Source document:
········
I've only heard a little bit about the herd immunity. Isn't it only people who are not vaccinated that are susceptible to getting a disease?
I understand your argument but I'm also sympathetic to anti-vaxers who have had terrible experiences. I mean it isn't just a tiny amount of people who get bad reactions. I can count a lot of people I know personally who have had really strong negative reactions to vaccines, including getting the thing they were just vaccinated against. The latest example is from a friend of my mum's who did her nursing degree and started work as a nurse. She is middle aged and never in her life had the flu. She had to get a flu shot in order to work and immediately got the flu afterward. Now she gets the flu regularly. So I do sympathise with people who are afraid of the potential risks.
The flu vaccine does not contain the live flue virus so it didn't cause her to get the flu. She was likely exposed to the flu prior to getting vaccinated or caught a different strain of the flu that the vaccine wasn't made for.
········
Stored entries
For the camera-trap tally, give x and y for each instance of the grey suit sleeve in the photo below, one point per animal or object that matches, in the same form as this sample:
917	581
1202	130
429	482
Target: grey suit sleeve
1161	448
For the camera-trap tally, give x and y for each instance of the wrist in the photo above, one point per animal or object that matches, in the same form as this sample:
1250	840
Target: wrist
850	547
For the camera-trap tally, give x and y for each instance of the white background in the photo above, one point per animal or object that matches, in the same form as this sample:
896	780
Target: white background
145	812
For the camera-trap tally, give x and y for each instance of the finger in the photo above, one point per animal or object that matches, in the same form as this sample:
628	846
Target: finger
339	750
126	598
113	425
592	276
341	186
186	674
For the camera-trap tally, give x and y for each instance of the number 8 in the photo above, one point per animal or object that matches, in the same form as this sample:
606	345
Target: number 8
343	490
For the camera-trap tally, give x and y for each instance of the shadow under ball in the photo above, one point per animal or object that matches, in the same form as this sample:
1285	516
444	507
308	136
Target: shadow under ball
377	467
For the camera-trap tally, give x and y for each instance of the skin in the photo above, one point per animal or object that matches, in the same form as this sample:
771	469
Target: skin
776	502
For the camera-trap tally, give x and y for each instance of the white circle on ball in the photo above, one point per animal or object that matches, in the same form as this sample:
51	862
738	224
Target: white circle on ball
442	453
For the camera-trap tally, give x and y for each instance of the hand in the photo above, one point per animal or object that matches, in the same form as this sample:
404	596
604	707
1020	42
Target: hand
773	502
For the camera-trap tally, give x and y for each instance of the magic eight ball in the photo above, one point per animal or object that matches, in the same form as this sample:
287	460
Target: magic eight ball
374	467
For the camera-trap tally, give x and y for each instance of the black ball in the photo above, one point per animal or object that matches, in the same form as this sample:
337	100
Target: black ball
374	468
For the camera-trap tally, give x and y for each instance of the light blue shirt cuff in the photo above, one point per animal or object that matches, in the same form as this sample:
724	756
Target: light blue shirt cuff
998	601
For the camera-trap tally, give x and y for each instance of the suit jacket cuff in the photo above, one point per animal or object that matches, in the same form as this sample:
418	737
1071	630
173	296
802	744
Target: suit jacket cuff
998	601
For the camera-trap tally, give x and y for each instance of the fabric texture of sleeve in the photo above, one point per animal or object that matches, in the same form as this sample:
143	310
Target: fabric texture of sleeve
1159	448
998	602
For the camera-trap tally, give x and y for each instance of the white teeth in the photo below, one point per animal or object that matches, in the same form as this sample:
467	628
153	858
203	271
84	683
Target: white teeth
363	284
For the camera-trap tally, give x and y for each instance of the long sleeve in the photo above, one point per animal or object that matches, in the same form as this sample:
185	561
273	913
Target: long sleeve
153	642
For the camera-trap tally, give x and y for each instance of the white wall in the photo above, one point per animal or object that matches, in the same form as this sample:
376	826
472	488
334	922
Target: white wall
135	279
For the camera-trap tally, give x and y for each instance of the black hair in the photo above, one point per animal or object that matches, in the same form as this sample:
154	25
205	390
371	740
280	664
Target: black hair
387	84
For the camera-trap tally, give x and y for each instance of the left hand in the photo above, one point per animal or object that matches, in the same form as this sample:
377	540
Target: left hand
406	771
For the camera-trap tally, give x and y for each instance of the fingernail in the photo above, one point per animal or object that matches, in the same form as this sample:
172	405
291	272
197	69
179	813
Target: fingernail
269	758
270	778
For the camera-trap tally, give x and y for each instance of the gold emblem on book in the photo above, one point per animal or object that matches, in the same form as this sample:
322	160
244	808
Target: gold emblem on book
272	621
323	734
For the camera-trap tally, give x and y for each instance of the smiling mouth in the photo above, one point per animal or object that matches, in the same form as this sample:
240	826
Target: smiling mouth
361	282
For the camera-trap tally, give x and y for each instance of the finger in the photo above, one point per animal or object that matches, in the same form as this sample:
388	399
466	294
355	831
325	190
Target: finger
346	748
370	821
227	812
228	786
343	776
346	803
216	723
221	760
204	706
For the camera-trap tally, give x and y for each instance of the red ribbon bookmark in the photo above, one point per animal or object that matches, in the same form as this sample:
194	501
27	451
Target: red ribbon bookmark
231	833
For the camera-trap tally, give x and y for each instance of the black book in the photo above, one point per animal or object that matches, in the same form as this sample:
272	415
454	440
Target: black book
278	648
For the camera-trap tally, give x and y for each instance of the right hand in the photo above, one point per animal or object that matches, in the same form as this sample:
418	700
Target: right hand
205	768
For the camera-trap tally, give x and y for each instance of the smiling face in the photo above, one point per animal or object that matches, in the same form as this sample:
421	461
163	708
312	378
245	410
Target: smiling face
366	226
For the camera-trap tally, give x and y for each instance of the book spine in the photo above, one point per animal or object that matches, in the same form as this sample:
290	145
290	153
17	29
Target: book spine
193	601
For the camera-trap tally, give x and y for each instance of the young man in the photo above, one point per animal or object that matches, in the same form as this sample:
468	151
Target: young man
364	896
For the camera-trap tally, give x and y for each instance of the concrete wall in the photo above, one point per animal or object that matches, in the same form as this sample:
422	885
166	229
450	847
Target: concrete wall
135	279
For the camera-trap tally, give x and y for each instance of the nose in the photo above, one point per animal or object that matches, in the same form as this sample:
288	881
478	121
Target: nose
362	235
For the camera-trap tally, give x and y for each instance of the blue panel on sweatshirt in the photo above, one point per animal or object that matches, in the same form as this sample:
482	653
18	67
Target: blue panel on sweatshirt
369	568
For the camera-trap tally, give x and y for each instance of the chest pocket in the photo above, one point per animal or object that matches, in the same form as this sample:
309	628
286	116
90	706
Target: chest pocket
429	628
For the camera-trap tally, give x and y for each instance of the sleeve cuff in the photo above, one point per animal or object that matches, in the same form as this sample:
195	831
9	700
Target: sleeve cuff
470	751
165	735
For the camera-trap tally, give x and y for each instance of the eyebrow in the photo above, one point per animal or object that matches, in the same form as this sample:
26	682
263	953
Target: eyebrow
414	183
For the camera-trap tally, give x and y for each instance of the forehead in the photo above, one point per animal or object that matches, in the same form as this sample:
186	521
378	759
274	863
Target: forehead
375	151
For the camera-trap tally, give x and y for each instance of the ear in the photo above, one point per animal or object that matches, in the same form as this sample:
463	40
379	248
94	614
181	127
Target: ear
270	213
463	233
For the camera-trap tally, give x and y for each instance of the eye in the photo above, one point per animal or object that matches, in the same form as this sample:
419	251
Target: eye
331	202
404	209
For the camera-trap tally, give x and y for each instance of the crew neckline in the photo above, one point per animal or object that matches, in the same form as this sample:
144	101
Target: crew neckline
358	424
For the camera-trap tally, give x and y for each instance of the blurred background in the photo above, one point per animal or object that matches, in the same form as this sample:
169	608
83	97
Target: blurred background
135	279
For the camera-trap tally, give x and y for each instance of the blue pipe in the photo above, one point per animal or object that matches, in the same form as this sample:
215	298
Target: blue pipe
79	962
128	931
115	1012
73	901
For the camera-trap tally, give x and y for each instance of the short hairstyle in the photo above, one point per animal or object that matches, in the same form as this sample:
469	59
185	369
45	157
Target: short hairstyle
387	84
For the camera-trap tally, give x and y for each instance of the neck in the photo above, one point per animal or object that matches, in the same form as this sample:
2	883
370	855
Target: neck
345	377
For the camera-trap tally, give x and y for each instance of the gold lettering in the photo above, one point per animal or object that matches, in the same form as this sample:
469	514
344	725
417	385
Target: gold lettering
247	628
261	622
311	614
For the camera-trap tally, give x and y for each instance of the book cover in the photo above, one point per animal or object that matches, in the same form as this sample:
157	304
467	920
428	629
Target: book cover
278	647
········
Exercises:
1) Answer these questions from the vaccine discussion:
(a) What degree did the friend of the writer's mum complete?
(b) Why did she have to get a flu shot?
(c) What two explanations does the final reply give for her getting the flu?
2) Please pick up the vaccine discussion after its last sentence and continue it.
The listing has no connection to the vaccine discussion.

Expected responses:
1)
(a) A nursing degree.
(b) In order to work.
(c) She was likely exposed to the flu before getting vaccinated, or she caught a different strain that the vaccine wasn't made for.

2)
The problem here is that human beings have this thing we do where we apply causation to one event that preceded another, even if there is no connection at all. It's just what we do.
Years ago, my mother went out and ate a chicken dinner at her favourite restaurant. A couple of hours later, she suffered from a burst appendix and was rushed to the hospital. To this day, my mother is completely put off by chicken dinners from that restaurant and refuses to eat it because she associates it with her terrible experience of the burst appendix. That's perfectly understandable, I think. But what is neither rational nor understandable, would be if she spent the rest of her life telling people that eating chicken dinners from that restaurant causes one's appendix to burst. Just because one thing followed after the other, doesn't mean they are in any way related.